■ TASK REQUIREMENTS ■
Return every line of the records below that contains the string "platform", keeping only exact-case matches.

-------- DATA --------

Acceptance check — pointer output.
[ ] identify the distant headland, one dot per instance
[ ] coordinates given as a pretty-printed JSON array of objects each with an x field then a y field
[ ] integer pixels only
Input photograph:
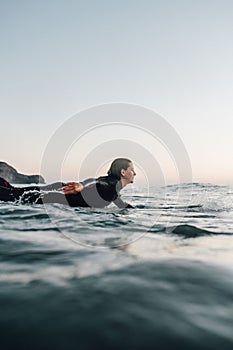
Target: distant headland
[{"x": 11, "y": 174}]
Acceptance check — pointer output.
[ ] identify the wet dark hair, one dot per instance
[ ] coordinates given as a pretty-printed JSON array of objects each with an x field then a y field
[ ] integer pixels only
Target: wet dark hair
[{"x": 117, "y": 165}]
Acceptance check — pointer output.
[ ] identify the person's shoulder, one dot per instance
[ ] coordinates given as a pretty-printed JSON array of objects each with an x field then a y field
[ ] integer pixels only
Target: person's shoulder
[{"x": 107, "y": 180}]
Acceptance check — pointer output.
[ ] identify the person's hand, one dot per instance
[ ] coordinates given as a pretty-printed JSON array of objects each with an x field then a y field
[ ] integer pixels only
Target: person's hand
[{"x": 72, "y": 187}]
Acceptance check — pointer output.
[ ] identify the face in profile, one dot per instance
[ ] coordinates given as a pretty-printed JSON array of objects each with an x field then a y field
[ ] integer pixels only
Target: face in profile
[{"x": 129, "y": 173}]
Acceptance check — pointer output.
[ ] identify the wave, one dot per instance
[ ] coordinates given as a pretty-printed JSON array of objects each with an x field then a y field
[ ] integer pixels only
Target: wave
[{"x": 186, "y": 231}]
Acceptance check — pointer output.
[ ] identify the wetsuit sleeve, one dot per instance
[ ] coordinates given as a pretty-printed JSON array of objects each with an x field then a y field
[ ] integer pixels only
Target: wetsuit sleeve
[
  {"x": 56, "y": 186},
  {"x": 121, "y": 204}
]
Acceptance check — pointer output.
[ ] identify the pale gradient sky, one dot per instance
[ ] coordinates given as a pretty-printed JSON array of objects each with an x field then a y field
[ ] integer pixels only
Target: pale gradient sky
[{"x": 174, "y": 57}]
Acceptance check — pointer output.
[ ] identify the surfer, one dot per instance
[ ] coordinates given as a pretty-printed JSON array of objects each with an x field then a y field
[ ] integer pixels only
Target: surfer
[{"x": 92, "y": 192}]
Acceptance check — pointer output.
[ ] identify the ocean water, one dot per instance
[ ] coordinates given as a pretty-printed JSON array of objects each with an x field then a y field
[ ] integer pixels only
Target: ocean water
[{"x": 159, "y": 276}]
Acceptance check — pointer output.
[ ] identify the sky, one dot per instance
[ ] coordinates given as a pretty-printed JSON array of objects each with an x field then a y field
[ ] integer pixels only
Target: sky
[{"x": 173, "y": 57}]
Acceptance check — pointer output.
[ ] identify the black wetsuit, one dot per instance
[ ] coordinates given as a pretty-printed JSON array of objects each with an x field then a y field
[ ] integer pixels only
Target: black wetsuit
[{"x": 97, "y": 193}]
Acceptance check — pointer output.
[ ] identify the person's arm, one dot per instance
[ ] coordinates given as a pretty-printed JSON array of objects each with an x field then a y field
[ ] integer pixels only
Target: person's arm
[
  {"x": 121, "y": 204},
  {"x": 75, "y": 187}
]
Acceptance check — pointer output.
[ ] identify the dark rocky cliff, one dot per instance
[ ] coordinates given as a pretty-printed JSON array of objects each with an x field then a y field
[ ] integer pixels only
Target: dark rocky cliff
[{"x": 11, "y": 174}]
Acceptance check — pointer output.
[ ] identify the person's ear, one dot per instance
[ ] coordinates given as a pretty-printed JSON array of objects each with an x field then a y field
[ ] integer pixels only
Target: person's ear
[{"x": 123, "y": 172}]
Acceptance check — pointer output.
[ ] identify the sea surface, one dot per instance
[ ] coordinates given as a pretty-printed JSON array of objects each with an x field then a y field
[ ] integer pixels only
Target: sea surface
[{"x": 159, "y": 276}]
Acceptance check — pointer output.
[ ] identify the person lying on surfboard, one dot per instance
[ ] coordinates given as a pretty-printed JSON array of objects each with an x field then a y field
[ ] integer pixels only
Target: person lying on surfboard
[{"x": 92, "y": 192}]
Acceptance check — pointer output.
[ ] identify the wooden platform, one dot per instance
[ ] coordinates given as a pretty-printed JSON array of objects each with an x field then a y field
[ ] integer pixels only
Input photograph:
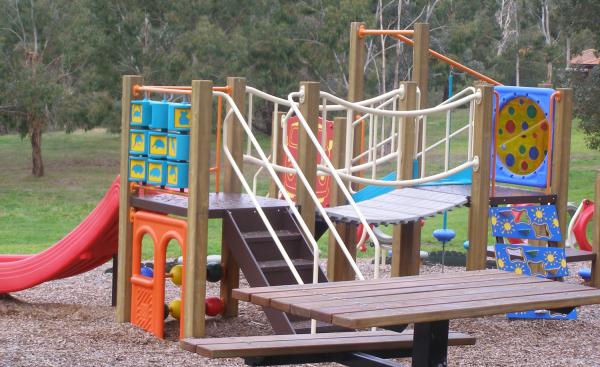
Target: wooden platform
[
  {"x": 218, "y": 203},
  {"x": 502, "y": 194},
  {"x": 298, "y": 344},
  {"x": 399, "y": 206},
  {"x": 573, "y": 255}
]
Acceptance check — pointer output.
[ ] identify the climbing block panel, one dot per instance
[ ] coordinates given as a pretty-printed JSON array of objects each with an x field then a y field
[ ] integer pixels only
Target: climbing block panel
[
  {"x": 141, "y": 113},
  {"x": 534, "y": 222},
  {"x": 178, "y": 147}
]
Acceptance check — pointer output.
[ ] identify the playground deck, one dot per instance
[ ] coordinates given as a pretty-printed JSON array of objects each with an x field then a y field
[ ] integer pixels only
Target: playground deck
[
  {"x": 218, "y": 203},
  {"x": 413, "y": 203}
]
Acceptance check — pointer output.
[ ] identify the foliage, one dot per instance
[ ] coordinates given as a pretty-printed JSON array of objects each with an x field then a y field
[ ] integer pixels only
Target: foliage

--------

■ RESULT ■
[ ] identify the wooden platform, one dot per instance
Target: wooden platform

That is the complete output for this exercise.